### Outline labeling records
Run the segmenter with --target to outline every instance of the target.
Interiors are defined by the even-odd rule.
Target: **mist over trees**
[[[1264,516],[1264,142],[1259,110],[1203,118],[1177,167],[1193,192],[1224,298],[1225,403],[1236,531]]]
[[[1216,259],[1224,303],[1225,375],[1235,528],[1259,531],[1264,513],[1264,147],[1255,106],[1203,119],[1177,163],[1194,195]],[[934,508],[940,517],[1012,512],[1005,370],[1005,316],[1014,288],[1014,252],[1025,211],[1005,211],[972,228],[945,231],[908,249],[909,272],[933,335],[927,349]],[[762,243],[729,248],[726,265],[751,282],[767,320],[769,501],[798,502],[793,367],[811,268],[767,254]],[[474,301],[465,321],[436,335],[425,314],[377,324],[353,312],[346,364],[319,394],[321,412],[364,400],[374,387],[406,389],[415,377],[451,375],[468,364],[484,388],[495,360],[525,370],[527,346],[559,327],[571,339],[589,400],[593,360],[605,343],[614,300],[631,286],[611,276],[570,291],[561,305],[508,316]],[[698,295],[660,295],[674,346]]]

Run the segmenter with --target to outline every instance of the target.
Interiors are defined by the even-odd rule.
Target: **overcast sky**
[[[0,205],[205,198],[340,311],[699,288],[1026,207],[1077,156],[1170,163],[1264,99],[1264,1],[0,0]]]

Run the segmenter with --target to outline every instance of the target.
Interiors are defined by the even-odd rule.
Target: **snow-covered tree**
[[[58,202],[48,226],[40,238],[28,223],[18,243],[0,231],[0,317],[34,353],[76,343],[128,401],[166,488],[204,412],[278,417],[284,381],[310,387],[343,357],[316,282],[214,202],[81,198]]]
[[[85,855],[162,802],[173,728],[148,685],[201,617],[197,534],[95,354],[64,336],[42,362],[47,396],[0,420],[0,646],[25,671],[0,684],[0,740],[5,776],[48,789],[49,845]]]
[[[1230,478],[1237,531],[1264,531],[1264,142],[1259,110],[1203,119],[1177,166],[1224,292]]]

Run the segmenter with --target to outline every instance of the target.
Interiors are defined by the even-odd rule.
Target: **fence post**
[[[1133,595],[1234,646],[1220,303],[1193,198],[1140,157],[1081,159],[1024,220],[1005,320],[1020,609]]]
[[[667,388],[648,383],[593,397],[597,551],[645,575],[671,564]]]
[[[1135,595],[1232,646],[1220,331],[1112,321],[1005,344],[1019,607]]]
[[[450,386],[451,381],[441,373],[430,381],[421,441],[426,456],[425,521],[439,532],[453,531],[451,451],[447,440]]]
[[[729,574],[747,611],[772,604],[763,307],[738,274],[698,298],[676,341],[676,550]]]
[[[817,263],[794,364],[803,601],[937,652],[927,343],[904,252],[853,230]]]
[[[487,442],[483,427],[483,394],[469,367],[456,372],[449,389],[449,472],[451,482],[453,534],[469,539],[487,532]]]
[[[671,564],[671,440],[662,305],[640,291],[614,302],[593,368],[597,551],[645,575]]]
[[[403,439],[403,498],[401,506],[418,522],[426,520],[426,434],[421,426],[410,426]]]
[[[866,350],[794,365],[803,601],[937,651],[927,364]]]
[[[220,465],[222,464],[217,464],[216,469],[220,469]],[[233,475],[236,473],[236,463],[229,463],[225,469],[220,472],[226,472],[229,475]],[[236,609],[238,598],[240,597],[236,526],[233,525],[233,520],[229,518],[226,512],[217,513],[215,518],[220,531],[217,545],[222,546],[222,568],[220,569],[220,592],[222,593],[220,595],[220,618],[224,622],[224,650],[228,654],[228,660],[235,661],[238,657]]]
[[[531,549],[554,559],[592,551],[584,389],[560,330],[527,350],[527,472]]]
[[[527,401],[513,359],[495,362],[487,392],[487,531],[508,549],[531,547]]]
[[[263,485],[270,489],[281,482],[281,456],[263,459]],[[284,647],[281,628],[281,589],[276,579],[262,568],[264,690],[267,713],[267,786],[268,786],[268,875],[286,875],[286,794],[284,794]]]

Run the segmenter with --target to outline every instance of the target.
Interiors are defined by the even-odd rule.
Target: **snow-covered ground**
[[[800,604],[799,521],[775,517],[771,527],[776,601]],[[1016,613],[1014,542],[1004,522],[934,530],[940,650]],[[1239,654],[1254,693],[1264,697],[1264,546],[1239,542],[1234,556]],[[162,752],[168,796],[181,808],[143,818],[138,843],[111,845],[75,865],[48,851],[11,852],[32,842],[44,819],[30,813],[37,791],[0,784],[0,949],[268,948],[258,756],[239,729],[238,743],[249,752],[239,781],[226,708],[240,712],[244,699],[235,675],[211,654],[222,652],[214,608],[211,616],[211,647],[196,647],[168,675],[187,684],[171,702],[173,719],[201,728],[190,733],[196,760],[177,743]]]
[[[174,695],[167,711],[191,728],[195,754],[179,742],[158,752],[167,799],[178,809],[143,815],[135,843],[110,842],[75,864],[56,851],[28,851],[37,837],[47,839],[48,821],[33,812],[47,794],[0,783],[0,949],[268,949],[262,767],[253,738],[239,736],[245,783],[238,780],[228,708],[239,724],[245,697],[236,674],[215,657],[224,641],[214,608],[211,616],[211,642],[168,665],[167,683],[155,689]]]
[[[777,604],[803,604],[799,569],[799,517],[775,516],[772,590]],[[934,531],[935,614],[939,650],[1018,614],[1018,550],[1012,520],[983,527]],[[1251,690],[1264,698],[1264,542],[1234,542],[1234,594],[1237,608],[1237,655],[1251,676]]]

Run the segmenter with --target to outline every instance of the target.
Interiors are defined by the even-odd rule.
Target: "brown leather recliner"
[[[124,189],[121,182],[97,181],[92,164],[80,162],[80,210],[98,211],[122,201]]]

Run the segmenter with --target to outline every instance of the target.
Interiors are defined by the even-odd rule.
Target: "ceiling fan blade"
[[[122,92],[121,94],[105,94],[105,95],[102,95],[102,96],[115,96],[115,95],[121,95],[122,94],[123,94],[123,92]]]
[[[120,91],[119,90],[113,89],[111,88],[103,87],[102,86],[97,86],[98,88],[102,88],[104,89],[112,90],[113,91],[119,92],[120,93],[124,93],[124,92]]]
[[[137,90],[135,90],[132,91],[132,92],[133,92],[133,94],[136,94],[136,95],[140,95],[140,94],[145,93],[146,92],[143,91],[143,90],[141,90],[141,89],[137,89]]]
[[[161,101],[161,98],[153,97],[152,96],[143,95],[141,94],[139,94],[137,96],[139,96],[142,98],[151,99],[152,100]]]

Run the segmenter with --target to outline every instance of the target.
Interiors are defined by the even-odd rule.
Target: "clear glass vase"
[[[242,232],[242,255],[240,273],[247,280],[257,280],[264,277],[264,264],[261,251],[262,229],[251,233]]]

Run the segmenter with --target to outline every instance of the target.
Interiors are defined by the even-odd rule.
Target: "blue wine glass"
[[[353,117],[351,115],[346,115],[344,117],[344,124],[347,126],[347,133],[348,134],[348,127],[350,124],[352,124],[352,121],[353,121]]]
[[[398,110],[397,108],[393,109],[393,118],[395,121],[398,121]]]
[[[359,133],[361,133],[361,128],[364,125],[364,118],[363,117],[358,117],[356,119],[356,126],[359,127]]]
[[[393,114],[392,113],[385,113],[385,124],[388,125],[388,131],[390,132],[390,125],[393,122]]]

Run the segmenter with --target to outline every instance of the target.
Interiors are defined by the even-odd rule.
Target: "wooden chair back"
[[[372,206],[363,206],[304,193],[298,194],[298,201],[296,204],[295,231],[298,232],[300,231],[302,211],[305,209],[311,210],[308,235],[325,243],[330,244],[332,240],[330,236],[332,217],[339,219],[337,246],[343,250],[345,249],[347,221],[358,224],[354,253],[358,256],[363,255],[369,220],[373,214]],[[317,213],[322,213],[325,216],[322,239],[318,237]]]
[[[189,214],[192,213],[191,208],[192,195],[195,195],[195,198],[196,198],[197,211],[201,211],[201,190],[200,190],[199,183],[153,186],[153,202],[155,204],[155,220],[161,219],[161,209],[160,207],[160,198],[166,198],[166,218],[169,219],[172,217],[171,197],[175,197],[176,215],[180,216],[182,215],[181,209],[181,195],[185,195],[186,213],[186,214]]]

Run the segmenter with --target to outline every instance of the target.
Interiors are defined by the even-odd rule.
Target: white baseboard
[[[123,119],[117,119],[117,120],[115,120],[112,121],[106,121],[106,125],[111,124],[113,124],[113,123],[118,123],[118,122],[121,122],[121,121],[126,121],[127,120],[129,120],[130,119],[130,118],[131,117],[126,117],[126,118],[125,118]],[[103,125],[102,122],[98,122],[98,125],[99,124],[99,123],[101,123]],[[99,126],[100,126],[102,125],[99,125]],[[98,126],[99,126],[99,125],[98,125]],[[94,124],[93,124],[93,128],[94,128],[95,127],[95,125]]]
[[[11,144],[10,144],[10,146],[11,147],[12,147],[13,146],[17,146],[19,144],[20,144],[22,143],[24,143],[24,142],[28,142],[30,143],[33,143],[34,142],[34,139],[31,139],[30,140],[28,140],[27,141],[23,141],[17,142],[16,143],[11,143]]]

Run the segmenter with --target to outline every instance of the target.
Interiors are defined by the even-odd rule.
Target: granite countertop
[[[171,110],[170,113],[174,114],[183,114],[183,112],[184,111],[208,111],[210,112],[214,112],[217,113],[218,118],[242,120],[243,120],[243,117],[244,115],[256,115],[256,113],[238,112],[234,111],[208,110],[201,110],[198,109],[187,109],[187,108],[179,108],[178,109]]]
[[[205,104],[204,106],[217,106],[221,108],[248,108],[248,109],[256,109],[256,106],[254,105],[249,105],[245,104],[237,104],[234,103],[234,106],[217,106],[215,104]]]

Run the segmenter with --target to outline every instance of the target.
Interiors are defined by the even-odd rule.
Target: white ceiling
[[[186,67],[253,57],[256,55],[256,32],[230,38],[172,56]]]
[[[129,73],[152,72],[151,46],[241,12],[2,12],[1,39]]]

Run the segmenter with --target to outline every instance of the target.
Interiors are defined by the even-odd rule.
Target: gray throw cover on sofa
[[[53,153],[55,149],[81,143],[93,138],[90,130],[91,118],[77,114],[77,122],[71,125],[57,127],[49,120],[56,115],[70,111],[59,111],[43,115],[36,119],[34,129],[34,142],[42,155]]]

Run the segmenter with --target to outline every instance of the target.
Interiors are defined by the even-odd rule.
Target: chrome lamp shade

### Work to do
Select and copy every line of the records above that contains the string "snow". The match is case-sensitive.

### Full response
Target: **snow-covered tree**
Target: **snow-covered ground**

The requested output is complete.